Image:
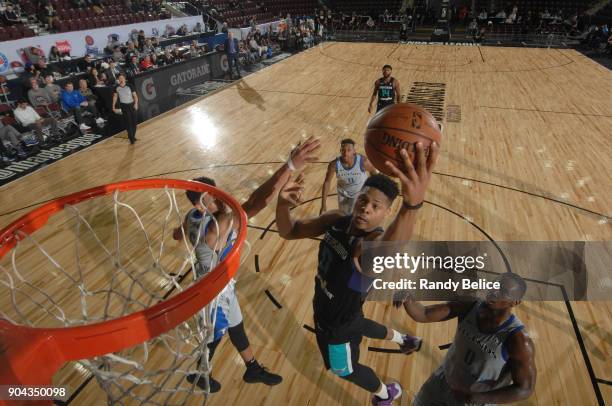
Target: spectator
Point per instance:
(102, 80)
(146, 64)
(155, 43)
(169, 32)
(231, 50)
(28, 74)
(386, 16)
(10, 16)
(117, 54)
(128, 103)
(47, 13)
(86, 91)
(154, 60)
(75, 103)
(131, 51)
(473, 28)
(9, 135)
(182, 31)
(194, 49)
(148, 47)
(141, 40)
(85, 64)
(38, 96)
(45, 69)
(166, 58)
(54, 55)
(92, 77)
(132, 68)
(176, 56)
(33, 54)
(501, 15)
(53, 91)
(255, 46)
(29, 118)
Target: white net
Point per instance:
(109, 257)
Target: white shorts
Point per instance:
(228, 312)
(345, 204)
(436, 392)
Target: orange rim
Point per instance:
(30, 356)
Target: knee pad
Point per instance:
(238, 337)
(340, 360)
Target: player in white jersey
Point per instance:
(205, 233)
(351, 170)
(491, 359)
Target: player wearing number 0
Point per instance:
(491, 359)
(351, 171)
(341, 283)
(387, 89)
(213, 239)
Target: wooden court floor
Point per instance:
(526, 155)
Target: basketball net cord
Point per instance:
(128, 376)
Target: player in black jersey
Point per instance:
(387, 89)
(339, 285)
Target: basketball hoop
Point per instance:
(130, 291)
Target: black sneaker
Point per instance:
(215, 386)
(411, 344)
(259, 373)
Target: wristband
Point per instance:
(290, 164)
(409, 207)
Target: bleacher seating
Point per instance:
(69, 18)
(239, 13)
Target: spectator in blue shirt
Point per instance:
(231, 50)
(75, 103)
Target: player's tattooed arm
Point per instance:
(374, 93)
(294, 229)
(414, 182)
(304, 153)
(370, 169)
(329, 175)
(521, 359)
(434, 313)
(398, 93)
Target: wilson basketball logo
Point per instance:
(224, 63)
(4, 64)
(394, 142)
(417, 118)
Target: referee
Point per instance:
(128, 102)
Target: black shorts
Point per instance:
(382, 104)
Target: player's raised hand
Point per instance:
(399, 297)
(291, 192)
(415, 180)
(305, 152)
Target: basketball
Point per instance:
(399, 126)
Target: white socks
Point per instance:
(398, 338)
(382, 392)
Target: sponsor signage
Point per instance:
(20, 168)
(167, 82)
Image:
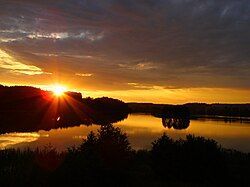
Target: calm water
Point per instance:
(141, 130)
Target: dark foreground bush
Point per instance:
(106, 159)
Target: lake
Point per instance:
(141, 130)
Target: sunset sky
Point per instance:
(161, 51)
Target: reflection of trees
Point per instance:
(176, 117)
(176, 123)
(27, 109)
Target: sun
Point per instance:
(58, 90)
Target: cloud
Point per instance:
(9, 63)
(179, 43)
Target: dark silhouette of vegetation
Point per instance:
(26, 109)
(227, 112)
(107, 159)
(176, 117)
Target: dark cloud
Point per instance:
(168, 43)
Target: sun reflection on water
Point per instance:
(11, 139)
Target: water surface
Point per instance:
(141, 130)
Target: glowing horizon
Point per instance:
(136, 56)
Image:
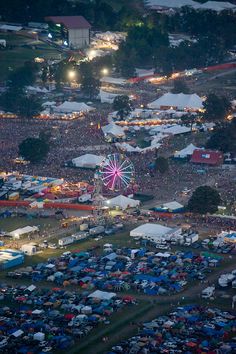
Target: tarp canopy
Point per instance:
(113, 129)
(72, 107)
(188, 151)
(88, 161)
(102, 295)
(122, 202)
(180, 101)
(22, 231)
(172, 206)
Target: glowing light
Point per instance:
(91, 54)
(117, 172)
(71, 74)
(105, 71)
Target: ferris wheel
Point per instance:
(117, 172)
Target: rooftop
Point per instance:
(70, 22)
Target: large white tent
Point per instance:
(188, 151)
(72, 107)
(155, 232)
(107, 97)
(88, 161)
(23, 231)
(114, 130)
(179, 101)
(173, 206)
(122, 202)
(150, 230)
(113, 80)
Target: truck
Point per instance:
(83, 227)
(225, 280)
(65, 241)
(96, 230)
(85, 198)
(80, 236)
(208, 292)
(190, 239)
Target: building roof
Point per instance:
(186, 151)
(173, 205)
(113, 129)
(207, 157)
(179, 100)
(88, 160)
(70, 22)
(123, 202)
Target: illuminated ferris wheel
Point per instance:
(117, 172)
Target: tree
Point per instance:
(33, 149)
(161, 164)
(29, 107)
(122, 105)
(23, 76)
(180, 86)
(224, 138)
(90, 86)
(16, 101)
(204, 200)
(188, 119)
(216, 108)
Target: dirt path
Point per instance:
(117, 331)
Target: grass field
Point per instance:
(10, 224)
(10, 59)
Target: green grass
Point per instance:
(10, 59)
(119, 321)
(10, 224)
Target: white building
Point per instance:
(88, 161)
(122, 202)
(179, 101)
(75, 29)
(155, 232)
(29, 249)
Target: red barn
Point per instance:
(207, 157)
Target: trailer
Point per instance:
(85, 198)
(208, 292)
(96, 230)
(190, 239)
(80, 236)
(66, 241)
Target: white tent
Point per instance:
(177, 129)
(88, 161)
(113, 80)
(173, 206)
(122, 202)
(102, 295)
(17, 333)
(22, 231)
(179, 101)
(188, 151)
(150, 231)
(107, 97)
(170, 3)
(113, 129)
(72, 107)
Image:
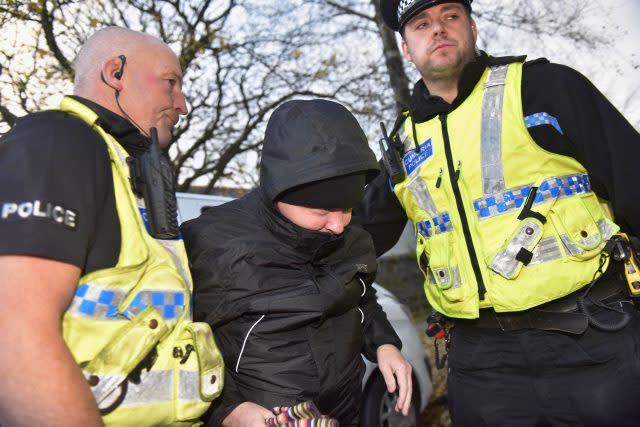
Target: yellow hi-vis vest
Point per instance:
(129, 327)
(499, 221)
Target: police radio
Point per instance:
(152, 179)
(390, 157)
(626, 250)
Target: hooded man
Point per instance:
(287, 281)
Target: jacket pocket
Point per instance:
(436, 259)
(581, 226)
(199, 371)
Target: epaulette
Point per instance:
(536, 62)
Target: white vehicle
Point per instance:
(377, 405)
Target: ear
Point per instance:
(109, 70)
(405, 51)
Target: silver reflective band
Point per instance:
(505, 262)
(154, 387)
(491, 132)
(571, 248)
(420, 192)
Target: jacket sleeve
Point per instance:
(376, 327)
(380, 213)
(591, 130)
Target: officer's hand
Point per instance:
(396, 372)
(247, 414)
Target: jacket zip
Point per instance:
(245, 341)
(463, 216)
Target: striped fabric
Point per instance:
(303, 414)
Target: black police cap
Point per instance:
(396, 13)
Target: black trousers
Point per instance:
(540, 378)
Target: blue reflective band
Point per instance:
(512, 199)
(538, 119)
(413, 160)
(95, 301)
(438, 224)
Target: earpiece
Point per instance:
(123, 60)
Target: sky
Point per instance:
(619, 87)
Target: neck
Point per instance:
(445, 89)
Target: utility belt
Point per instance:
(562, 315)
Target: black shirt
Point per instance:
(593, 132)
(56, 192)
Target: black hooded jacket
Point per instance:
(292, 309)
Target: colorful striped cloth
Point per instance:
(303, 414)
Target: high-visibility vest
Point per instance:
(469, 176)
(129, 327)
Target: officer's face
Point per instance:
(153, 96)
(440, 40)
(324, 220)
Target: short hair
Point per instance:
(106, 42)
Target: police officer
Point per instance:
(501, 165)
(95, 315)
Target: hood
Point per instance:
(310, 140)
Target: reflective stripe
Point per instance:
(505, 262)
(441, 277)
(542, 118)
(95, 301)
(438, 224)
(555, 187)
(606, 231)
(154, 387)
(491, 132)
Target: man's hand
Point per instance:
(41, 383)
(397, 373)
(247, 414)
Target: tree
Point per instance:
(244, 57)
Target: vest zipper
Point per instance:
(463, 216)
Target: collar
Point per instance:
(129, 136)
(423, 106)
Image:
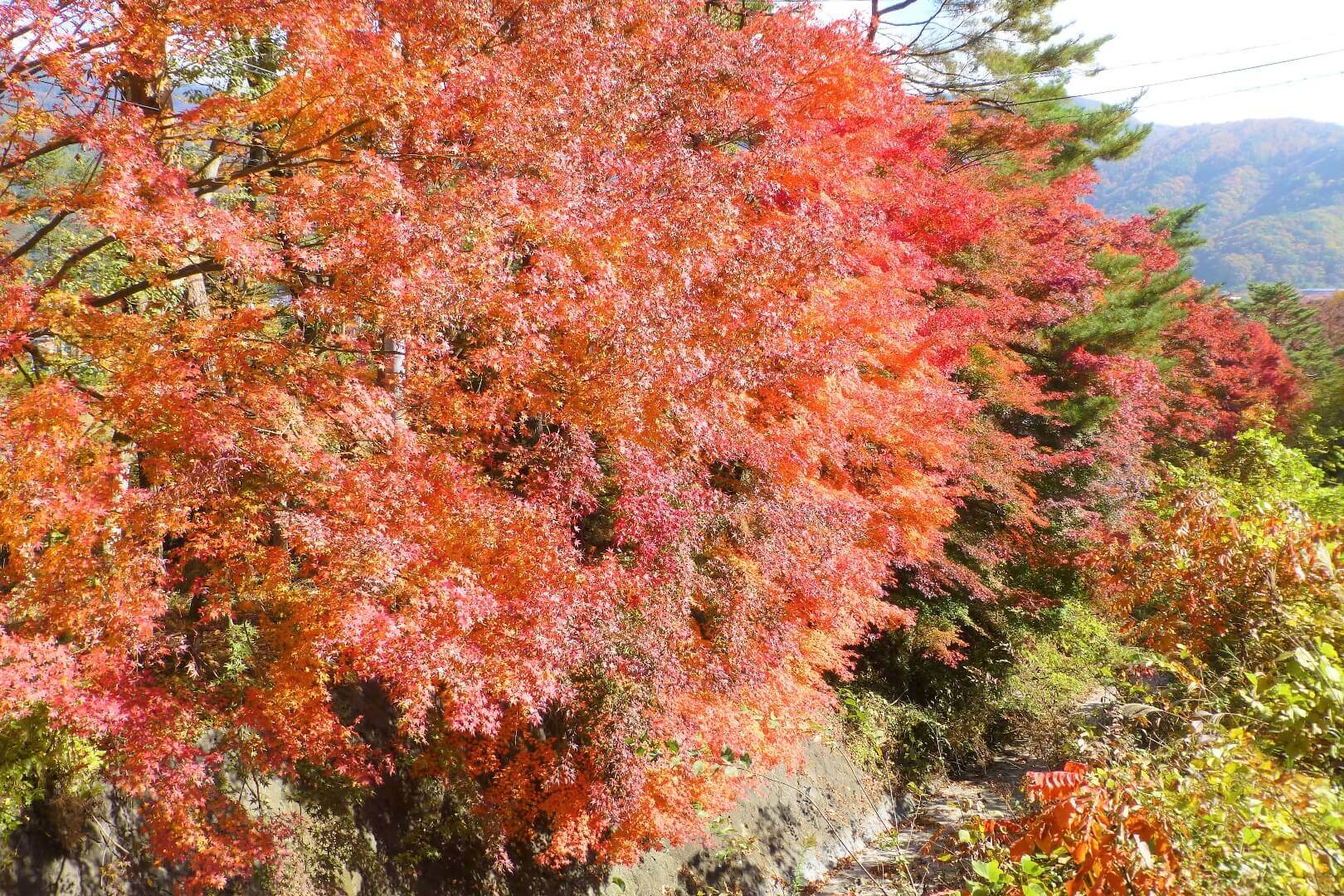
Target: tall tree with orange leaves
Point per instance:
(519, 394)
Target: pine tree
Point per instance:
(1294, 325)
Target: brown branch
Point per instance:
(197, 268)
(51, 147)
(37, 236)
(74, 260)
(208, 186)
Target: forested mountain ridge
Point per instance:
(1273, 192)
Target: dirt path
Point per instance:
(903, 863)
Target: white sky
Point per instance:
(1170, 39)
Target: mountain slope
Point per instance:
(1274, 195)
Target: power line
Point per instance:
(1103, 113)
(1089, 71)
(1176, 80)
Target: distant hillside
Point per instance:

◆ **TASK ITEM**
Leave the pictures out and print every record exactly.

◆ **THE ANSWER**
Image:
Target: spectator
Point per instance:
(102, 80)
(146, 64)
(155, 43)
(169, 32)
(231, 50)
(28, 74)
(386, 16)
(10, 16)
(117, 54)
(128, 103)
(47, 13)
(86, 91)
(154, 60)
(75, 103)
(131, 51)
(473, 28)
(9, 135)
(182, 31)
(194, 49)
(148, 47)
(141, 40)
(85, 64)
(38, 96)
(45, 69)
(166, 58)
(54, 55)
(92, 77)
(132, 68)
(176, 56)
(33, 54)
(501, 15)
(53, 91)
(255, 46)
(29, 118)
Target: white net
Point per instance:
(109, 257)
Target: white shorts
Point per instance:
(228, 312)
(345, 204)
(436, 392)
Target: orange rim
Point per instance:
(30, 356)
Target: knee pad
Point per instance:
(238, 337)
(340, 360)
Target: player in white jersey
Point per instance:
(205, 233)
(351, 170)
(491, 359)
Target: player wearing number 0
Point per instance:
(491, 359)
(351, 171)
(341, 283)
(387, 89)
(213, 239)
Target: wooden court floor
Point per instance:
(526, 155)
Target: basketball net cord
Point per instance:
(128, 376)
Target: player in black jersey
Point per instance:
(387, 89)
(339, 285)
Target: basketball hoop
Point per instance:
(130, 291)
Target: black sneaker
Point per instance:
(215, 386)
(411, 344)
(259, 373)
Target: wristband
Point per instance:
(290, 164)
(409, 207)
Target: bleacher seating
Point per instance:
(69, 18)
(239, 13)
Target: spectator in blue shirt
Point per instance:
(231, 50)
(75, 103)
Target: player's tattooed arm
Point per instance:
(374, 93)
(294, 229)
(414, 182)
(304, 153)
(370, 169)
(329, 175)
(521, 359)
(434, 313)
(398, 93)
Target: wilson basketball logo
Point per instance:
(224, 63)
(4, 64)
(394, 142)
(417, 118)
Target: referee
Point per instance:
(128, 102)
Target: black shorts
Point per instance:
(382, 104)
Target: player's raised hand
Point per instance:
(399, 297)
(291, 192)
(415, 180)
(305, 152)
Target: basketball
Point per instance:
(399, 126)
Target: white socks
Point per instance:
(398, 338)
(382, 392)
Target: sponsor signage
Point per instance:
(20, 168)
(167, 82)
Image:
Target: calm water
Point per instance:
(141, 130)
Target: dark foreground bush
Point per instance:
(106, 159)
Target: lake
Point per instance:
(141, 130)
Target: sunset sky
Point per instance:
(161, 51)
Target: reflection of trees
Point per instance:
(176, 117)
(176, 123)
(27, 109)
Target: sun
Point per instance:
(58, 90)
Target: cloud
Point per instance:
(9, 63)
(179, 43)
Target: dark silhouette of vegetation
Point per instance:
(26, 109)
(227, 112)
(107, 159)
(176, 117)
Target: dark cloud
Point per instance:
(168, 43)
Target: sun reflection on water
Point per instance:
(11, 139)
Target: water surface
Point per instance:
(141, 130)
Target: glowing horizon
Point per instance:
(136, 56)
Image:
Target: tarp canopy
Point per instance:
(113, 129)
(72, 107)
(188, 151)
(88, 161)
(102, 295)
(122, 202)
(180, 101)
(22, 231)
(172, 206)
Target: glowing light
Point per instance:
(91, 54)
(117, 172)
(71, 74)
(105, 71)
Target: ferris wheel
Point per instance:
(117, 172)
Target: rooftop
Point per instance:
(70, 22)
Target: large white tent
Point per instance:
(188, 151)
(72, 107)
(155, 232)
(107, 97)
(88, 161)
(23, 231)
(114, 130)
(179, 101)
(173, 206)
(122, 202)
(150, 230)
(113, 80)
Target: truck
Point per instance:
(83, 227)
(225, 280)
(65, 241)
(96, 230)
(85, 198)
(80, 236)
(208, 292)
(190, 239)
Target: building roof
Point per instance:
(186, 151)
(173, 205)
(113, 129)
(207, 157)
(179, 100)
(88, 160)
(70, 22)
(123, 202)
Target: illuminated ferris wheel
Point per instance:
(117, 172)
Target: tree
Point per instance:
(33, 149)
(161, 164)
(29, 107)
(122, 105)
(23, 76)
(180, 86)
(224, 138)
(90, 86)
(16, 101)
(204, 200)
(188, 119)
(216, 108)
Target: dirt path
Point per instance:
(117, 331)
Target: grass field
Point per instance:
(10, 224)
(10, 59)
Target: green grass
Point per instance:
(10, 59)
(119, 321)
(10, 224)
Target: white building
Point per instance:
(88, 161)
(122, 202)
(179, 101)
(75, 29)
(155, 232)
(29, 249)
Target: red barn
Point per instance:
(207, 157)
Target: trailer
Point per instance:
(85, 198)
(208, 292)
(96, 230)
(190, 239)
(80, 236)
(66, 241)
Target: white tent
Point per instance:
(177, 129)
(88, 161)
(113, 80)
(173, 206)
(122, 202)
(102, 295)
(17, 333)
(22, 231)
(179, 101)
(188, 151)
(150, 231)
(107, 97)
(170, 3)
(113, 129)
(72, 107)
Image:
Target: yellow hi-vis vest
Point per instance:
(129, 327)
(499, 221)
Target: police radio
Point per instance:
(152, 179)
(390, 157)
(626, 250)
Target: hooded man
Point per instance:
(287, 281)
Target: jacket pocket
Point per instance:
(436, 259)
(581, 226)
(199, 371)
Target: epaulette
Point per instance:
(536, 62)
Target: white vehicle
Point per instance:
(377, 405)
Target: ear
Point per instance:
(109, 70)
(405, 51)
Target: silver reflective band
Point per instance:
(505, 262)
(154, 387)
(491, 132)
(571, 248)
(420, 192)
Target: jacket sleeve
Point per instance:
(376, 327)
(380, 213)
(591, 130)
Target: officer's hand
Point per instance:
(396, 372)
(247, 414)
Target: jacket zip
Point per instance:
(245, 341)
(463, 216)
Target: striped fabric
Point per instance:
(303, 414)
Target: black police cap
Point per instance:
(396, 13)
Target: black trousers
Point per instance:
(540, 378)
Target: blue reflective band
Point per instance:
(512, 199)
(538, 119)
(413, 160)
(95, 301)
(438, 224)
Target: earpiece
Point per instance:
(123, 60)
Target: sky
Point per instance:
(619, 87)
Target: neck
Point per instance:
(445, 89)
Target: utility belt
Point per instance:
(562, 315)
Target: black shirt
Point per instance:
(593, 132)
(56, 192)
Target: black hooded jacket
Point per instance:
(292, 309)
Target: colorful striped cloth
Point per instance:
(303, 414)
Target: high-visibility vest
Point per instance:
(469, 176)
(129, 327)
Target: officer's face
Point per instance:
(153, 96)
(440, 40)
(324, 220)
Target: short hair
Point per instance:
(106, 42)
Target: police officer
Point per instance:
(501, 165)
(95, 315)
Target: hood
Point per instance:
(310, 140)
Target: reflective stripe
Point per instance:
(505, 262)
(441, 277)
(542, 118)
(95, 301)
(438, 224)
(555, 187)
(606, 231)
(154, 387)
(491, 132)
Target: man's hand
Point per instance:
(41, 383)
(397, 373)
(247, 414)
Target: tree
Point per instance:
(244, 57)
Target: vest zipper
Point per instance:
(463, 216)
Target: collar
Point per instance:
(129, 136)
(423, 106)
Image:
Target: tall tree with orange leaves
Point per instance:
(519, 394)
Target: pine tree
Point per instance:
(1294, 325)
Target: brown branch
Point per instance:
(197, 268)
(51, 147)
(37, 236)
(74, 260)
(208, 186)
Target: forested mountain ridge
Point per instance:
(1273, 192)
Target: dirt path
Point per instance:
(903, 863)
Target: white sky
Point per instance:
(1170, 39)
Target: mountain slope
Point per instance:
(1274, 195)
Target: power line
Point per instance:
(1103, 113)
(1089, 71)
(1176, 80)
Target: distant hillside
Point per instance:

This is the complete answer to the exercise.